DATA PROVIDED ::

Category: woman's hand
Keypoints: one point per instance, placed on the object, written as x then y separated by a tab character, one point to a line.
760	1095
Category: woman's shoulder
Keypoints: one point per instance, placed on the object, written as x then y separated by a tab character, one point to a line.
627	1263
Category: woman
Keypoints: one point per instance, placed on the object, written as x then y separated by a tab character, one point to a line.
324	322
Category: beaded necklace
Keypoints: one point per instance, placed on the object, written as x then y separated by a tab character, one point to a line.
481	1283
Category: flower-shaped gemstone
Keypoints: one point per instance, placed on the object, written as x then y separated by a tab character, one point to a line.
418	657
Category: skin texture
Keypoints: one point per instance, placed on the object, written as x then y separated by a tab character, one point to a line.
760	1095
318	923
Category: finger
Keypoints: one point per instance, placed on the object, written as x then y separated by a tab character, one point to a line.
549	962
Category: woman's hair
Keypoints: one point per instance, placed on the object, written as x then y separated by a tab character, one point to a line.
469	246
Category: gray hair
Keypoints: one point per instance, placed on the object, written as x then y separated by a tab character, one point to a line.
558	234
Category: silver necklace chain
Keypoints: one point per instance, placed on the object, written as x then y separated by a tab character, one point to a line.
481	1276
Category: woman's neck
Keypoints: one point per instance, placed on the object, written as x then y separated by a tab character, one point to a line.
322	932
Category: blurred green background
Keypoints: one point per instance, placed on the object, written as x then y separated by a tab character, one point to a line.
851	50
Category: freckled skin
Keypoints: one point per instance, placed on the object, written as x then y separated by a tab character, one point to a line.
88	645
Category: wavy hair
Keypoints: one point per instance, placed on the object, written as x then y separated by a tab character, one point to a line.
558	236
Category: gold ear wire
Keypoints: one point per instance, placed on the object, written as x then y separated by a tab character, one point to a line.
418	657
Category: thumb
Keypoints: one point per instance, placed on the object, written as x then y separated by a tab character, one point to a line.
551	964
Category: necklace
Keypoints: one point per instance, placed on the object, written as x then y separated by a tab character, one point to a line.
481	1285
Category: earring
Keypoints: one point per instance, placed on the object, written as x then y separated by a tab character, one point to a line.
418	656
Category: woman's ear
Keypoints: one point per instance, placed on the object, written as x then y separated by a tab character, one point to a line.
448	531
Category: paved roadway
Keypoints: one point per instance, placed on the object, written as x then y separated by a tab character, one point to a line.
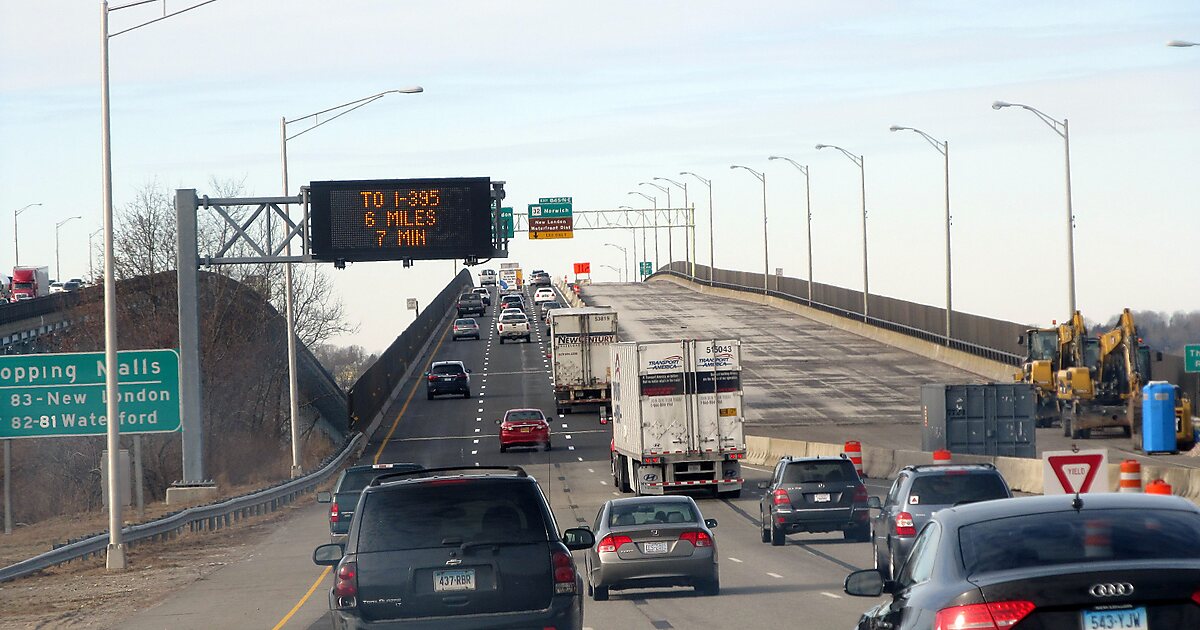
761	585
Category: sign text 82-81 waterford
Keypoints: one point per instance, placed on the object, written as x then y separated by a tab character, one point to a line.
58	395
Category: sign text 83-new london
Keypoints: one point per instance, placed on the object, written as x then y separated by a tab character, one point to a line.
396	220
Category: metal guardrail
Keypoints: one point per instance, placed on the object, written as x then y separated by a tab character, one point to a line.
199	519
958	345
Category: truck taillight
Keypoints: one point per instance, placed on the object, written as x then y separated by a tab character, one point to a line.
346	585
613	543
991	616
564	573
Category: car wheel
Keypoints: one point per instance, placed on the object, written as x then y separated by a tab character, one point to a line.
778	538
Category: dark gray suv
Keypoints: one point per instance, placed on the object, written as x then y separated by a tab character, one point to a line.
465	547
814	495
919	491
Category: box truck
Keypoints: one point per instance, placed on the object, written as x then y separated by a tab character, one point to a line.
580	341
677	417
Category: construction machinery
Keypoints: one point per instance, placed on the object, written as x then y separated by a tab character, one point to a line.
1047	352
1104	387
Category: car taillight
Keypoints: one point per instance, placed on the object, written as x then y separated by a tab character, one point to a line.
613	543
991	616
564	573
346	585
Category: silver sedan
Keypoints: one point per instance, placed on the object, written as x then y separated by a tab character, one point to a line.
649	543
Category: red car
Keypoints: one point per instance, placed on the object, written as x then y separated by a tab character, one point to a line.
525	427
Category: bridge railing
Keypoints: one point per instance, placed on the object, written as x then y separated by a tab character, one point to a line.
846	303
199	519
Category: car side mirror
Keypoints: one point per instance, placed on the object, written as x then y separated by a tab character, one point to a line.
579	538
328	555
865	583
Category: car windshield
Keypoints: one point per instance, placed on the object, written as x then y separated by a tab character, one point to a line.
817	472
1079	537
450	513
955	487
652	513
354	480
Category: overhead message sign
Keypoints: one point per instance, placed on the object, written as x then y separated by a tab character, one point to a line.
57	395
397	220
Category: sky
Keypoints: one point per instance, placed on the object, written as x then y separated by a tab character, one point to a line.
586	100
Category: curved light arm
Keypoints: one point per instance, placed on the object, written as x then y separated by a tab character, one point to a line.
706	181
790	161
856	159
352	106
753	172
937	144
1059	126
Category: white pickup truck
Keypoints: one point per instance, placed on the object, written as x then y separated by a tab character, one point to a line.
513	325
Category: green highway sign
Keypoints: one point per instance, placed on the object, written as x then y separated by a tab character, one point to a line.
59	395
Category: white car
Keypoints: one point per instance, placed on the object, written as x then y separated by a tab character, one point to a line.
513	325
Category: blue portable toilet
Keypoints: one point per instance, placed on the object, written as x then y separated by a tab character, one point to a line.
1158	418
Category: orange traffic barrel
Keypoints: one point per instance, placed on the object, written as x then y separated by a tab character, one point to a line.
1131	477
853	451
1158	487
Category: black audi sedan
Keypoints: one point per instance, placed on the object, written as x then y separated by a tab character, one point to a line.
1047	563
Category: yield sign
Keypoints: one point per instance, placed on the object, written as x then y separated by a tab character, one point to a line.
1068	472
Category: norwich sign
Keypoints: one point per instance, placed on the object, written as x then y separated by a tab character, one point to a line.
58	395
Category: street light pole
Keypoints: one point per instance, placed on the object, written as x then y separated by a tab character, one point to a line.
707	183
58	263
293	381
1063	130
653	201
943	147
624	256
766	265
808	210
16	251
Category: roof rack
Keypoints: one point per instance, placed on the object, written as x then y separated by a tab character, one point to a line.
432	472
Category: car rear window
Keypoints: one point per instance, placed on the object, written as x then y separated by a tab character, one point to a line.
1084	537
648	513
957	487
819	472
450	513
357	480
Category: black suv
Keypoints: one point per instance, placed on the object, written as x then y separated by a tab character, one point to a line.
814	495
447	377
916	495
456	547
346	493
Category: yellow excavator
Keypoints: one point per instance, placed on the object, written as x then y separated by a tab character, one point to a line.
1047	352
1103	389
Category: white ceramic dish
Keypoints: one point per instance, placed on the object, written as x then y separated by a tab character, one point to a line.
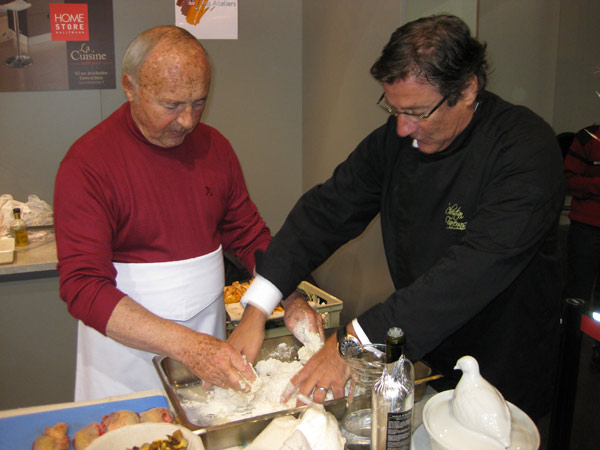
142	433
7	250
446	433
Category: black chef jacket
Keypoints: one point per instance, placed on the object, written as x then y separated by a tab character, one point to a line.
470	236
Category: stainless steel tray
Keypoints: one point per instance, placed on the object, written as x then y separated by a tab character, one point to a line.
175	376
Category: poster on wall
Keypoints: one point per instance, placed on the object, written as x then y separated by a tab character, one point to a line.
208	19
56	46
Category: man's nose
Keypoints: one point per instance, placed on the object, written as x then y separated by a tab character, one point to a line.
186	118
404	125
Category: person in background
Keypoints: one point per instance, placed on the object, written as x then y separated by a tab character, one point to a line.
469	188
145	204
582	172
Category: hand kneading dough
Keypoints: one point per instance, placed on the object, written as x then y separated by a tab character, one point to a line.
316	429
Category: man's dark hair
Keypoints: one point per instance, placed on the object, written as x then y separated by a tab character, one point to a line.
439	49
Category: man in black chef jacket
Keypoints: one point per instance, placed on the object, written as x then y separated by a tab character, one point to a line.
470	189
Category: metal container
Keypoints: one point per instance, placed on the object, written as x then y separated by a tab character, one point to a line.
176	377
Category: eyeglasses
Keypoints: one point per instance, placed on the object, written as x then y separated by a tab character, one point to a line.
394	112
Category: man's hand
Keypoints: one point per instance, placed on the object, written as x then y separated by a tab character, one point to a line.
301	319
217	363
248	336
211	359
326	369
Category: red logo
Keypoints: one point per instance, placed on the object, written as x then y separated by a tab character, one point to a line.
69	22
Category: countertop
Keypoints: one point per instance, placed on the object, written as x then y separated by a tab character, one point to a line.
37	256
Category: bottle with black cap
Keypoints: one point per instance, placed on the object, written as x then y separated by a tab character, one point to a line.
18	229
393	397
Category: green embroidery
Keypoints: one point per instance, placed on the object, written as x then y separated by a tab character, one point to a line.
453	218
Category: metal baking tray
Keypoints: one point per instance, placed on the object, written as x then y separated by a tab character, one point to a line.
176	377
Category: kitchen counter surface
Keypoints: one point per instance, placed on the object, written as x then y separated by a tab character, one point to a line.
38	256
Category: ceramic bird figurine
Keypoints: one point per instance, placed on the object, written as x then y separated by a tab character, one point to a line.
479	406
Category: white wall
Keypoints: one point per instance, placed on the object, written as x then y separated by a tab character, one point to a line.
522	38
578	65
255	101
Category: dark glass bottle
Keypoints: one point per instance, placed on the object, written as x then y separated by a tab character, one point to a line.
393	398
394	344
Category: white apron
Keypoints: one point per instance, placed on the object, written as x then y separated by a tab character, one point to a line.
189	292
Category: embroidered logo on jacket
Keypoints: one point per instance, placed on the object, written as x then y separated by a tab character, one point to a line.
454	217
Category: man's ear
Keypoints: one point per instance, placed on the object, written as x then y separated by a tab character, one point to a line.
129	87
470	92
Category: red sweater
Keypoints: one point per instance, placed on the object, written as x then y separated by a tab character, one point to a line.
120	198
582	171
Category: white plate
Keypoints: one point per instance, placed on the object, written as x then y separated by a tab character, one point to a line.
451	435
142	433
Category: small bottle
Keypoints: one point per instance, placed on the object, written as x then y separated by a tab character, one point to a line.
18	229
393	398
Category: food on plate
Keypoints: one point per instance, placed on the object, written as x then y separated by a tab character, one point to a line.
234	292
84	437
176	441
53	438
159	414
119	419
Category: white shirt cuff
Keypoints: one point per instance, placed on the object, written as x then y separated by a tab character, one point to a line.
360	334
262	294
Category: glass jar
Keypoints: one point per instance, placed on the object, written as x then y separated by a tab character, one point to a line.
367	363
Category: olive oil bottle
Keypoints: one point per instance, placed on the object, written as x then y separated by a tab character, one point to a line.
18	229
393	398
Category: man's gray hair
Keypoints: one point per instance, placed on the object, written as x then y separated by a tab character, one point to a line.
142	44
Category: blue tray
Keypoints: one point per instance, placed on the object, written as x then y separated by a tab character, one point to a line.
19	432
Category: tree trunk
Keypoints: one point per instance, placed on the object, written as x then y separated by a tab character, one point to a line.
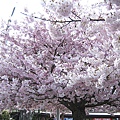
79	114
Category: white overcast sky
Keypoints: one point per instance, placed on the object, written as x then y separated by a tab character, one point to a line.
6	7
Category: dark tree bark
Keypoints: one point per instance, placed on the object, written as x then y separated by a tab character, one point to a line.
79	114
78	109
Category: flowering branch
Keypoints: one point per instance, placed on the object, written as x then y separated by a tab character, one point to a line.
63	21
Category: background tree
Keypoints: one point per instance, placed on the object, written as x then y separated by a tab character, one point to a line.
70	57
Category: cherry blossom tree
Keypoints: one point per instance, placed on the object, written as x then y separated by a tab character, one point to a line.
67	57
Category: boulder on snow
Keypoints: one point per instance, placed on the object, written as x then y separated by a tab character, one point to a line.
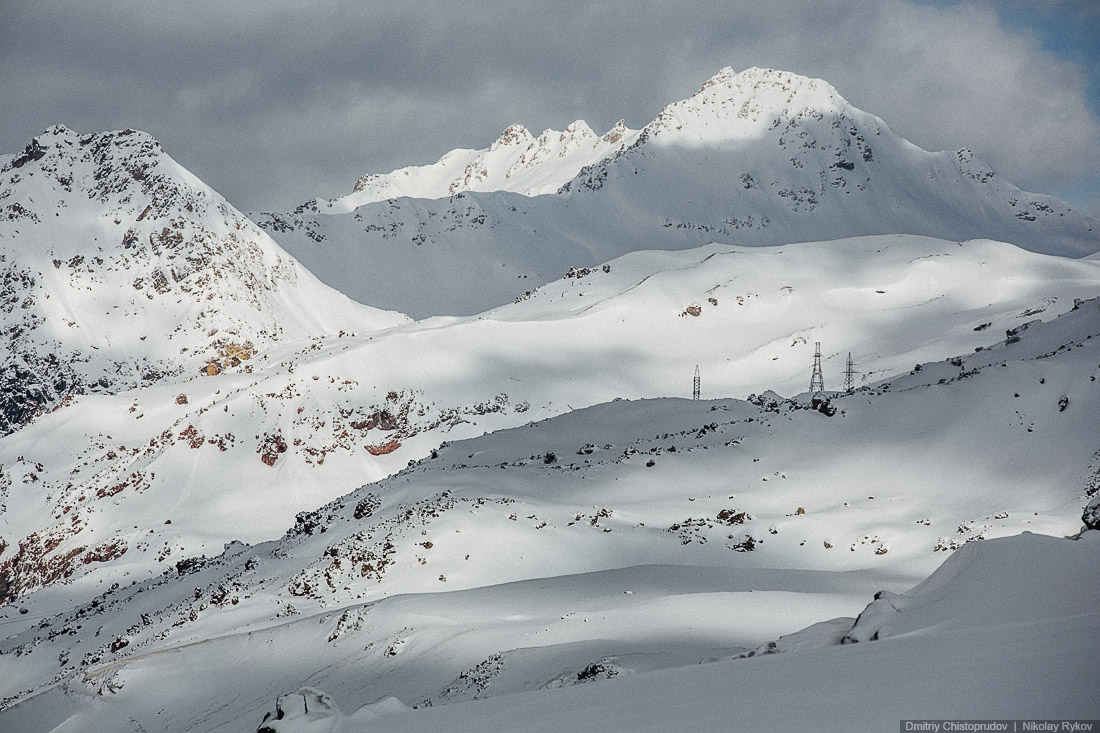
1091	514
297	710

GIVEN EXERCISE :: Only the lines from the one containing "Category: white overcast sky" through the last line of the entries above belong in the copy; reproduce them exactly and drop every picture.

RIGHT ANSWER ::
Category: white overcast sky
Keypoints: one point per instance, placed on the object, written as x then y separated by a tab character, one point to a line.
6	7
Category: dark tree bark
Keypoints: one point per instance, placed on the object, written as x then y separated by a tab character, one point to a line.
79	114
78	109
Category: flowering branch
Keypoints: one point per instance, placed on the object, written as x then y separated by a tab character, one point to a line.
63	21
Category: background tree
Keypoints: one point per instance, placed on the object, written as x then y separated by a tab character, one point to a line.
70	57
Category: cherry blossom tree
Keypoints: one point per instance, placed on the object, written as x then y separated by a tab character, one point to a line.
67	57
Category: boulder on snow
Keypoints: one point per instance, placed on the object, written as x then y separated by a tab character, one point to a line.
1091	514
297	710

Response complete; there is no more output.